• Reading text:
In the last generation of fractal animation capable products, the actual animation capabilities were quite limited.
FA 4's animation philosophy is this:
A single parameter whose value progresses from a From value to a To value. Its Animation curve determines how quickly the value is changed over an interval of time.
A typical fractal can have up to 500 different parameters that can all be animated independently. But most designers will only animate a handful of parameters at a time.
Bundle of 1 to many simultaneous animations, each having its own animation curve.
Each animation, inside a Segment, when placed into a Sequence, shares the same start time and duration as all animations in that Segment.
A keyframe morph is a simple operation where 2 keyframes are "blended" together using affine interpolation, where the From value is the 1st keyframe and the To keyframe is the 2nd keyframe.
All of the "blended" properties in a morph animation share the same animation curve. Simple to use, but the shared animation curve is big limitation.
A keyframe looping animation applies a rotation to each transform's pre-matrix. This simple animation is found in videos created by Scott Drave's Electric Sheep project.
Keyframe animation segments have either 1 fixed keyframe or 2 keyframes that are morphed together.
They can also contain between 0 and many additional animations, with independent animation curves.
FA 4 supports 11 types of curves in 4 categories:
Simple Animation Curves only have 2 parameters that determines the curve shape. The first 3 categories shown above are simple curves.
Complex Spline curves can be as complex as you want to make them (using the app's spline curve editor)

• Given problem A: Edit the fractal animation text from "A typical fractal" through "own animation curve." and write that span out again, starting at "A typical fractal" and ending at "own animation curve.", with "designers" changed to "artists".
• Given problem B:
Answer these questions from the fractal animation text:
(i) Up to how many parameters can a typical fractal have?
(ii) How many types of curves does FA 4 support, and in how many categories?
(iii) What does a keyframe looping animation apply to each transform's pre-matrix?

• Data extract:
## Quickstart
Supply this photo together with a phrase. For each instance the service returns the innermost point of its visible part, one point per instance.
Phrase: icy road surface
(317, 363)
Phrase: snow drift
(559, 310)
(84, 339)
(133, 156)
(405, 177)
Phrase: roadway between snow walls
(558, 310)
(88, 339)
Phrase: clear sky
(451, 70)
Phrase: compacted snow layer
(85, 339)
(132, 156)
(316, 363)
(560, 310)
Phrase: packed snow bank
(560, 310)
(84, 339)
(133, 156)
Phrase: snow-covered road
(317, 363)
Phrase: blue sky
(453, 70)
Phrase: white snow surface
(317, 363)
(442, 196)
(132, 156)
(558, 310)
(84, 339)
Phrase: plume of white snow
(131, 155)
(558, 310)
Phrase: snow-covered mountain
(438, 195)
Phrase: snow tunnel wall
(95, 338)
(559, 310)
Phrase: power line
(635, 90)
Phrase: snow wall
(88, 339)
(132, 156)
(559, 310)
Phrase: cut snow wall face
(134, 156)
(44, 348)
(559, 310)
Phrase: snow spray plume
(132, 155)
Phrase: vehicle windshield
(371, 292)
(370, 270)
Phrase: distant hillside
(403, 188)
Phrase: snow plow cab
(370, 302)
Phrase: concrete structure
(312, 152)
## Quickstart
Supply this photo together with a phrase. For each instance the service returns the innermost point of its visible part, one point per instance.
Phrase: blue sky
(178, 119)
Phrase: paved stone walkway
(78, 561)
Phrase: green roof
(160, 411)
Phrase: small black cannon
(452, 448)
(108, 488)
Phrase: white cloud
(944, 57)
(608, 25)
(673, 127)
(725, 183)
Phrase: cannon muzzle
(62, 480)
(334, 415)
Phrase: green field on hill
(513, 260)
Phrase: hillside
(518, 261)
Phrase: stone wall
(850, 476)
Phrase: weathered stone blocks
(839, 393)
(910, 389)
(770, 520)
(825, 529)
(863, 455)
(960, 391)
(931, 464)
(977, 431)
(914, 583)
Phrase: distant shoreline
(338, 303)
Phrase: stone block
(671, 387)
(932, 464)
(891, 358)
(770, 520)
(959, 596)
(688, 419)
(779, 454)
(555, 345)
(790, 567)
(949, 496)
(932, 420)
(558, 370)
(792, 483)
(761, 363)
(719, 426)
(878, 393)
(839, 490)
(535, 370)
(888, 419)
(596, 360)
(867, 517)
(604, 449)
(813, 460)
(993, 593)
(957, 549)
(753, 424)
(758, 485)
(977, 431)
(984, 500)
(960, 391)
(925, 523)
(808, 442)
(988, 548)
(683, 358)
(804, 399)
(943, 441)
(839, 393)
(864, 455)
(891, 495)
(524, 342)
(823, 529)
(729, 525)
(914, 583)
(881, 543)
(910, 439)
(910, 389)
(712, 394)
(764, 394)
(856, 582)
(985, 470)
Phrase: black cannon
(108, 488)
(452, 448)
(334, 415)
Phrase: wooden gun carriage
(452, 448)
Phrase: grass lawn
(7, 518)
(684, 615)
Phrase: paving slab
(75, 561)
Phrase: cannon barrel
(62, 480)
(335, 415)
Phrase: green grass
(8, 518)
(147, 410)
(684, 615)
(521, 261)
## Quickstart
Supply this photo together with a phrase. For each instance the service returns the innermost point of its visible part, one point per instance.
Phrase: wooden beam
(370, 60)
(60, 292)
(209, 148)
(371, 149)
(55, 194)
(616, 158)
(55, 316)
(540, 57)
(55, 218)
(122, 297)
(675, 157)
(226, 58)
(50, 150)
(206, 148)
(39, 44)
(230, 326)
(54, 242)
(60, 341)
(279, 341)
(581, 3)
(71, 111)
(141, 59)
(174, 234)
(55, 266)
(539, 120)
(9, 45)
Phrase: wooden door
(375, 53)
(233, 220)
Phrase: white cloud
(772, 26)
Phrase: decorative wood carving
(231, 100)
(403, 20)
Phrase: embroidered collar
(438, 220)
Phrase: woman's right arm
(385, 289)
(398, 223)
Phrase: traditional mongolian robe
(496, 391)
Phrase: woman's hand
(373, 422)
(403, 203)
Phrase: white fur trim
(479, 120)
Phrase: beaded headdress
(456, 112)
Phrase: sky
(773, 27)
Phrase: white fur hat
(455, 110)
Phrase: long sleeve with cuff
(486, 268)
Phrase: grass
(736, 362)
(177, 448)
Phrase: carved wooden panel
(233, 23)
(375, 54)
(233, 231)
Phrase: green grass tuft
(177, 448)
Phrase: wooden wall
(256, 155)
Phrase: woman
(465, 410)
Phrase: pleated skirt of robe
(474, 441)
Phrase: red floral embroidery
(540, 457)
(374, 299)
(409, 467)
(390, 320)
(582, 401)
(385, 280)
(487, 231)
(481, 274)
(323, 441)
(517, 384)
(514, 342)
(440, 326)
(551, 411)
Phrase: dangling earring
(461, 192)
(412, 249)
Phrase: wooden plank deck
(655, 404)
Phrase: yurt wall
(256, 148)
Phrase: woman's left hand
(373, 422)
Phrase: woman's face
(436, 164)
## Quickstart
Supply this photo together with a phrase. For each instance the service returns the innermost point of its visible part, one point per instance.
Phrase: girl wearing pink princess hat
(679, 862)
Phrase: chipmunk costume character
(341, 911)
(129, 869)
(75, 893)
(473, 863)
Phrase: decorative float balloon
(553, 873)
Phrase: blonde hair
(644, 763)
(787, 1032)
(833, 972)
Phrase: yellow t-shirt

• Exercise output A:
A typical fractal can have up to 500 different parameters that can all be animated independently. But most artists will only animate a handful of parameters at a time.
Bundle of 1 to many simultaneous animations, each having its own animation curve.

• Exercise output B:
(i) Up to 500 parameters.
(ii) 11 types of curves in 4 categories.
(iii) A rotation.